══ DATA PROVIDED ══
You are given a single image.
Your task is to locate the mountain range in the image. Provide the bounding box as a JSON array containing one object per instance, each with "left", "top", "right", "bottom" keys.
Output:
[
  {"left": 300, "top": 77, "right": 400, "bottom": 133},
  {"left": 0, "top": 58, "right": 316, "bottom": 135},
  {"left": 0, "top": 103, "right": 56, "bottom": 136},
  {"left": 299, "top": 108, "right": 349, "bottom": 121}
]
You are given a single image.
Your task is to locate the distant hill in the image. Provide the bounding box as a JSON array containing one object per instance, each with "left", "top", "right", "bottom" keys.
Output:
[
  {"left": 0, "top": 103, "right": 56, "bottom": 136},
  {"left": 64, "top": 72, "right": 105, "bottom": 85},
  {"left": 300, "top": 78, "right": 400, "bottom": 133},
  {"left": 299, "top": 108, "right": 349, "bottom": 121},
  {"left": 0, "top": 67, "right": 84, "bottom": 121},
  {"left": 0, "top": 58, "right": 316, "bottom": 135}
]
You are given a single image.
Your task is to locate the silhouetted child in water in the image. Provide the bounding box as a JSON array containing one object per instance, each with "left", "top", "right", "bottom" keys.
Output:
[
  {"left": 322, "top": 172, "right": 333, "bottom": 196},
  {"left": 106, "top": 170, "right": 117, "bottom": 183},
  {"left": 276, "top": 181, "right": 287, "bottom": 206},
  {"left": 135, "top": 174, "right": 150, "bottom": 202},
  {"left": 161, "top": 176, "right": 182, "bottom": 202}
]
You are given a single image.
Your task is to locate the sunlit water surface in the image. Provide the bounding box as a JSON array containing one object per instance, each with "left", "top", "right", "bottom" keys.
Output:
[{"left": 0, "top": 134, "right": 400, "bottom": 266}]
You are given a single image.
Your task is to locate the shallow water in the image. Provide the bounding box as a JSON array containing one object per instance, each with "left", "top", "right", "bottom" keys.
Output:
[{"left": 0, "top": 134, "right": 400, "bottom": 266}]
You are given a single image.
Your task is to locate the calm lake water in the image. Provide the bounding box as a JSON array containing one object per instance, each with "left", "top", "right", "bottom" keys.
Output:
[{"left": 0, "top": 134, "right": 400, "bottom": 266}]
═══
Collect every line of the rows above that contains the string "containing", treating uppercase and lowercase as different.

Your task is to locate the mountain range in the image. Provide the bounding box as a JSON array containing one object per instance, each with "left", "top", "right", "bottom" keys.
Your task is to locate the distant hill in the image. Provide the bounding box as a JSON array containing one object per instance, each with "left", "top", "right", "bottom" keys.
Your task is to locate the silhouetted child in water in the image. Provide the bounding box as a JSON array containing one object per instance, each with "left", "top", "right", "bottom" keys.
Your task is to locate the sunlit water surface in the image. Provide the bounding box as a JSON array containing one object per instance, each with "left", "top", "right", "bottom" keys.
Your task is to locate the shallow water in the image. Provide the bounding box as a JSON array containing one object per instance, each with "left", "top", "right", "bottom" keys.
Your task is to locate the calm lake water in the image. Provide the bounding box as a JSON array containing one object per instance, each with "left", "top", "right", "bottom" keys.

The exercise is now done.